What happens when you mix a very strong acid with a very strong base?

I was always warned not to do this in my science class because something very bad would happen but they never said what. In my foolish youth one summer day I read the warnings on a cleaner which said ‘do not mix with bleach’ and was compelled to do it to see what happened. I poured the stuff together in a glass jar and got this terrifying reaction where the stuff was boiling and popping and hissing and releasing the most caustic fumes I have ever been near (mustard gas I guess).

So crazy experiments aside, what would happen if one was to mix lye with sulfuric acid? armageddon?

You get a VERY exothermic reaction, meaning that you now have a VERY HOT mixture of strong acid and base. Hot things boil and splatter. People who get splattered by hot things panic and knock said hot things over. Don’t do it.

Do not mix ammonia with chlorine bleach or bleach products! When ammonia and bleach are mixed, a chloramine gas results which can cause coughing, loss of voice, feeling of burning and suffocation, and even death.

Yes, that is what I thought. Thank you for answering my question; much MUCH safer than being a potential Darwin award by trying it out myself.

So that stuff was Chloramine gas? seems to me it would make a pretty nasty homemade chemical weapon :eek:

You get a reaction. It depends on the acid and the base and the way you mix it and the molarities and stuff.

As for your idiocy of mixing something with bleach, the product probably had ammonia in it. When mixed together, they create chloramine, which is poisonous.

What happens when you mix strong acid with heavy bass?

You dance 'till dawn!

The classic experiment is to mix equal volumes of equal molarities of NaOH and HCl. The reaction is exothermic, and you end up with salt water. A friend said they had a high school chemistry teacher demonstrate this by drinking the resulting mixture, but I wouldn’t try it.

My high school Chemistry teacher once poured water into very strong acid. Not as bad as mixing strong acid-strong base, but not recommended (always add the acid to the water, not vice-versa). You get a lot of heat generated, and the heat made a very neat crack in his beaker – right at the level of the acid. He couldn’t move the beaker, or else strong acid would spill on everything. He eventually ended up filling the sink with water and pushing the brimfull demi-beaker into it with a long broom handle.

Band Name!

Hell kids, it’s easy and fun!! When I was a pool repairman, we often used muriatic acid (hydrochloric acid) for various and sundry pool cleaning and tile work. When we were done, we added a strong base to the remaining waste water before we disposed of it - lest we kill fishes and the like in neighboring pools.

• Study material
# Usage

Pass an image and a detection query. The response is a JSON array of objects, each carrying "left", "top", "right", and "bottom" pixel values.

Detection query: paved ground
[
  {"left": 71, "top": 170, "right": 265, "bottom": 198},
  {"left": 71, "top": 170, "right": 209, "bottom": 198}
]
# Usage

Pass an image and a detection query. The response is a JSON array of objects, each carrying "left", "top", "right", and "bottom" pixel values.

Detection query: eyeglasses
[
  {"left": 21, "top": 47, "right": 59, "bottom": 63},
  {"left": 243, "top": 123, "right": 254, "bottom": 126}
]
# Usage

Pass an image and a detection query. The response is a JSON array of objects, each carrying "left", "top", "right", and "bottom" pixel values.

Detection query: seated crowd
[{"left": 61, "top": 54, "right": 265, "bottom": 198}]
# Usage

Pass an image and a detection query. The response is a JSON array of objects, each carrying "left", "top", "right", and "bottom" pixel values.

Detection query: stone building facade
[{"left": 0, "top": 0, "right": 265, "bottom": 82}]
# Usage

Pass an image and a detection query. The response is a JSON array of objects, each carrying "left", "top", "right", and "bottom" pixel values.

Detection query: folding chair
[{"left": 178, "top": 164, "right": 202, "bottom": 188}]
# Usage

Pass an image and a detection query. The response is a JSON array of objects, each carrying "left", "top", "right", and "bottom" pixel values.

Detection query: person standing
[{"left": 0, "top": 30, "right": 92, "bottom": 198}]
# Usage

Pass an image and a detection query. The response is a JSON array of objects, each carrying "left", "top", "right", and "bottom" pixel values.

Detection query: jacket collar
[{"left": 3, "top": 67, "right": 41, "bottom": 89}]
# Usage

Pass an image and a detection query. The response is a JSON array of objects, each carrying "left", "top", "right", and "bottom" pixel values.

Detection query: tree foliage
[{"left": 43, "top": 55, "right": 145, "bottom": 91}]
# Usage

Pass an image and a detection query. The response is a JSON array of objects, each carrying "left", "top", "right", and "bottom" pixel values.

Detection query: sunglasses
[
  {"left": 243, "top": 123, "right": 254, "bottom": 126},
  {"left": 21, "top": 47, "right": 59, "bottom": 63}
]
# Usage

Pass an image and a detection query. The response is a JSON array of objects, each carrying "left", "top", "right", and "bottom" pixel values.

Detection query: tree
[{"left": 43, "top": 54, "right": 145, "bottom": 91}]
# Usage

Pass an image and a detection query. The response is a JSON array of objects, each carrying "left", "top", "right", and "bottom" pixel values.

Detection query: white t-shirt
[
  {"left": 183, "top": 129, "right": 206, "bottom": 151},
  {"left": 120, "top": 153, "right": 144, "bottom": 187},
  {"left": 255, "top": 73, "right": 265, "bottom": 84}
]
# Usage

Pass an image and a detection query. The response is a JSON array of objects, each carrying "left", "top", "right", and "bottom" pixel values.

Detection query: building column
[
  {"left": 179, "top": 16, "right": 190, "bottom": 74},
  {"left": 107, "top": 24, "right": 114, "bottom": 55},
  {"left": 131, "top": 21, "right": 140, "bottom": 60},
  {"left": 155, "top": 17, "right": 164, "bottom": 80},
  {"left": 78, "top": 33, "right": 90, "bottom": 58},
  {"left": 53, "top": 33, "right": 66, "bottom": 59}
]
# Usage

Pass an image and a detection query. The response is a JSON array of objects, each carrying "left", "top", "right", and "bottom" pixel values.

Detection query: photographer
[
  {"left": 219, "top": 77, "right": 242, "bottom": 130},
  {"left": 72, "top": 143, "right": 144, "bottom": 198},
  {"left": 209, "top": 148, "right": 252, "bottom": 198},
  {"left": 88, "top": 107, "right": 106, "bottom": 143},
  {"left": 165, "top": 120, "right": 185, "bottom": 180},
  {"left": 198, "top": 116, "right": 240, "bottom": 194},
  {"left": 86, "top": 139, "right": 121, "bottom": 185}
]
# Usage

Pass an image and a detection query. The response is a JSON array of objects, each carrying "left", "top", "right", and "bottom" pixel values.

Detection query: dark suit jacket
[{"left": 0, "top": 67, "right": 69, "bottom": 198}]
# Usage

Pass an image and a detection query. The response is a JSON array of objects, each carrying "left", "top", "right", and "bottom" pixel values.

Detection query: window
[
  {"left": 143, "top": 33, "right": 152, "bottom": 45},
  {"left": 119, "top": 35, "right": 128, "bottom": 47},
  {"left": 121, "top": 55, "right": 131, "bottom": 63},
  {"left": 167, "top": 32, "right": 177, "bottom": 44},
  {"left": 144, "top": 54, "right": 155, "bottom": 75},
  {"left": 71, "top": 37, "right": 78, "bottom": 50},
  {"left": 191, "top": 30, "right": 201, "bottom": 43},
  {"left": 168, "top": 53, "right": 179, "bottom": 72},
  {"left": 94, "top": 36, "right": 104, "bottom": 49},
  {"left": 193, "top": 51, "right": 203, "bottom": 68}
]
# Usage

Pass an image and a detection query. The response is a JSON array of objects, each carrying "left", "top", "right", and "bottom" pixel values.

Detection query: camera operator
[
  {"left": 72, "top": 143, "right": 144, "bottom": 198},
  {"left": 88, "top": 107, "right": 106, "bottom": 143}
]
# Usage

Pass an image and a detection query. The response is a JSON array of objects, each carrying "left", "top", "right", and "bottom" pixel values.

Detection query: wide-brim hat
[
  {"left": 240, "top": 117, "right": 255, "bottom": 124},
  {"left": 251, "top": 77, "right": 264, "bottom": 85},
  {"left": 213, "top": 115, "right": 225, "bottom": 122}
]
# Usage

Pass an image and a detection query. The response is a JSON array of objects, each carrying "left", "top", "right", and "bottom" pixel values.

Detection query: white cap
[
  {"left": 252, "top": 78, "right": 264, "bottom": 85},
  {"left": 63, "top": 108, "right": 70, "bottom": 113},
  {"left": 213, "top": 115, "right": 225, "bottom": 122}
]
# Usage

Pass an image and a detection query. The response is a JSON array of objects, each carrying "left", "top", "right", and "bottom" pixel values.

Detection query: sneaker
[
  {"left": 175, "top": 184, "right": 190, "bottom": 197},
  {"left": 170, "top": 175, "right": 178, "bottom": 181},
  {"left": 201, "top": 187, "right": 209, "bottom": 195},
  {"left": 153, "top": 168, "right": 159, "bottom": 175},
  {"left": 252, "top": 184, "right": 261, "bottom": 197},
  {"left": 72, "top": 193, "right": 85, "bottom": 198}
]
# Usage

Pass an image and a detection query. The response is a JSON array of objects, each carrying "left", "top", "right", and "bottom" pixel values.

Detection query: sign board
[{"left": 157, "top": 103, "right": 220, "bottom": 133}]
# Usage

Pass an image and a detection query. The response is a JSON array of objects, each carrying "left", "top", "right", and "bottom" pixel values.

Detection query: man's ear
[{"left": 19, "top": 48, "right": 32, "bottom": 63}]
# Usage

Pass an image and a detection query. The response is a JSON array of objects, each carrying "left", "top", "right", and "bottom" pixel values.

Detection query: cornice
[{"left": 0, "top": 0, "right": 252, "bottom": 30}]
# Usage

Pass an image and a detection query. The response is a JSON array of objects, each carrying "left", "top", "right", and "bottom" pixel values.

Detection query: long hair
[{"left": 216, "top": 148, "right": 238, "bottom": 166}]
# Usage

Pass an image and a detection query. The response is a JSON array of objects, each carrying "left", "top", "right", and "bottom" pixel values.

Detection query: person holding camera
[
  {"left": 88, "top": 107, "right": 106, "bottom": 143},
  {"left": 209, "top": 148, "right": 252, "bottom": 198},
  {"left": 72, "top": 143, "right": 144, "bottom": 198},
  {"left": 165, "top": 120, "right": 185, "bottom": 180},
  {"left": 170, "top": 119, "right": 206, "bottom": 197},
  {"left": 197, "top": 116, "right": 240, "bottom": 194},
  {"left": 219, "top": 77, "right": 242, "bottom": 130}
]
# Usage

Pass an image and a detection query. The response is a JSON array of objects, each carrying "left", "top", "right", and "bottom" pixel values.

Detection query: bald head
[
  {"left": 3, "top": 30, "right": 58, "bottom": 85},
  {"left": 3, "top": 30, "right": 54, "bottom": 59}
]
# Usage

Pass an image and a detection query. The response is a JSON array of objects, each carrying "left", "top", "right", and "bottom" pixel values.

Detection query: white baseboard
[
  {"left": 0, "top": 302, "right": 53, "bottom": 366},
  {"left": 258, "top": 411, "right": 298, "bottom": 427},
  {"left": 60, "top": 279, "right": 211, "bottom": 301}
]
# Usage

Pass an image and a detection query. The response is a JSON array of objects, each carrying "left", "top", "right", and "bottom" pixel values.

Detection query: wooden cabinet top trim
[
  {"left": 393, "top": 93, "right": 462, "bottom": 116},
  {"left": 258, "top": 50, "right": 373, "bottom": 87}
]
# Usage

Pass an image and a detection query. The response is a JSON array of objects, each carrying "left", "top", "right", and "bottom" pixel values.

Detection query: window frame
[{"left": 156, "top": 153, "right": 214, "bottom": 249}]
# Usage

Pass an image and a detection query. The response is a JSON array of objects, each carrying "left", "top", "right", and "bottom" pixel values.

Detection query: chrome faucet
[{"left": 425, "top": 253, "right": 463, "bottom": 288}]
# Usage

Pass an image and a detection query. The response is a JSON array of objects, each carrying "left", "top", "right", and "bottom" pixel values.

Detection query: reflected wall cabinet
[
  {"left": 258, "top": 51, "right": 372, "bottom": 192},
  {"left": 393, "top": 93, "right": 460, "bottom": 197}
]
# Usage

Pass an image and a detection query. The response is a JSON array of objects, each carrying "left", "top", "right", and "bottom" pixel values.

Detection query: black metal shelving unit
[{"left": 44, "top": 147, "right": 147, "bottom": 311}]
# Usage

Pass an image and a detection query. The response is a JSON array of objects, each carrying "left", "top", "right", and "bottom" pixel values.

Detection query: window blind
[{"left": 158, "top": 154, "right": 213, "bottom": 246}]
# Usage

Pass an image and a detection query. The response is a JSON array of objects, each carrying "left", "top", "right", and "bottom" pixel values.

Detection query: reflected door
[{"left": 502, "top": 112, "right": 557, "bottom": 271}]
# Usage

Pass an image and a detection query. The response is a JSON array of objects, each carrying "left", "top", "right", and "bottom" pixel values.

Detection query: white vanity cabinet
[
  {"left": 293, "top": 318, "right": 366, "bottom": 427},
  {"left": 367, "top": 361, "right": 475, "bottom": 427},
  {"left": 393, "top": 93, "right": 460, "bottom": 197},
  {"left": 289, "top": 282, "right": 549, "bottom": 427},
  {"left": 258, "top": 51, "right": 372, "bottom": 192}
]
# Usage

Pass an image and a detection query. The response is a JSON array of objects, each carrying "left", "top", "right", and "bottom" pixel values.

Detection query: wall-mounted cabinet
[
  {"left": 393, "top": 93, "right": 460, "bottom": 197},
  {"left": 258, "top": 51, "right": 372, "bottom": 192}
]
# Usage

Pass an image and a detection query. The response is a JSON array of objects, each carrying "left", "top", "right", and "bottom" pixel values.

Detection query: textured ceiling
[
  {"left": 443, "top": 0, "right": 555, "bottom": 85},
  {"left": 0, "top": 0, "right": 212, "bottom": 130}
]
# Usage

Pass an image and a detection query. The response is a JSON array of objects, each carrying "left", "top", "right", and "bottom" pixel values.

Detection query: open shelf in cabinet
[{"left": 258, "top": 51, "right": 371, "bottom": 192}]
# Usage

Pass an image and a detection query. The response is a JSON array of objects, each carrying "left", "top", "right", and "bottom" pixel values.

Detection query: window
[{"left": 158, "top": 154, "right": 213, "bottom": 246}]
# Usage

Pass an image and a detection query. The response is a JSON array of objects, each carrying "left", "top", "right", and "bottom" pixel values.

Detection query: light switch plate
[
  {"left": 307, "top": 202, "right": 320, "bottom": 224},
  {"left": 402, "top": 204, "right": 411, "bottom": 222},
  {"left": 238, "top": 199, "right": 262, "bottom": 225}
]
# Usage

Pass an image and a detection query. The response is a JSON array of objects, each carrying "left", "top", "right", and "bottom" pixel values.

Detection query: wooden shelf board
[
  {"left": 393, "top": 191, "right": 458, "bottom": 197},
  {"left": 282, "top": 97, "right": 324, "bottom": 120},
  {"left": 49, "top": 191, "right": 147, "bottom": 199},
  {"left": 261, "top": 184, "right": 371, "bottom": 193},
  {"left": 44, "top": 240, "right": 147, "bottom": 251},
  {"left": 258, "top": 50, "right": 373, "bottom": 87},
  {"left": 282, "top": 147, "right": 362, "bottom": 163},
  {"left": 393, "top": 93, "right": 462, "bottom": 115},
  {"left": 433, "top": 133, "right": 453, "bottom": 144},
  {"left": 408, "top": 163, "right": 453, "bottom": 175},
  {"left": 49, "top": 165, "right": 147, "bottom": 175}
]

• Task instructions
(a) Answer these questions from the thread on mixing strong acids and bases:
(i) What gas forms when ammonia and bleach are mixed?
(ii) What do you end up with after mixing equal volumes of equal molarities of NaOH and HCl?
(iii) Which acid did the pool repairman use for pool cleaning and tile work?
(b) Please continue the thread on mixing strong acids and bases from its last post onward.

• Answers by item number
(a)
(i) Chloramine gas
(ii) Salt water
(iii) Muriatic acid (hydrochloric acid)

(b)
One of the cooler parts of the job :cool:

Sua

It very strongly neutralizes.

-b

I have heard that at leats one explosion in a toilet was caused by mixing concentrated ammonia and chlorine, as chloramines can also be explosive. One way of removing those hard to reach stains

Hover this is not strictly an acid-base reaction, but an oxidation -reduction one

One of my chemistry professors, many years ago, used to make all kinds of nasty, violent stuff periodically, to hold our attention, I guess. Poison gas, explosives, thermite (my favorite), all out of stuff you could find in a well-stocked kitchen. Campus rumor had it that he had once been employed by the British Army to cook up special ‘recipes’ for soldiers to learn in case they were caught behind enemy lines & needed to improvise …

It depends on the concentrations of lye and sulfuric acid you’re using. In general, you’ll just get sodium sulfates and heat. Mixing the two in high enough concentrations will generate enough heat to boil the mixture, generating vapors and splattering the caustic compounds all over the place.

My sole MacGuyver memory is of him trapped in a warehouse, being hunted by bad guys. He found some spray bottles of ammonia and a big barrel of chlorine. He dumped the chlorine out onto the ground and sprayed ammonia out in the direction of any baddies he saw.

You used to repair pools. I used to sell pools and pool supplies. You just purchased an old Caddy. My previous car was an old Caddy. We both are lawyers now.

This is starting to get a little spooky. Does this mean that is we ever meet we will neutralize each other like some public school science experiment?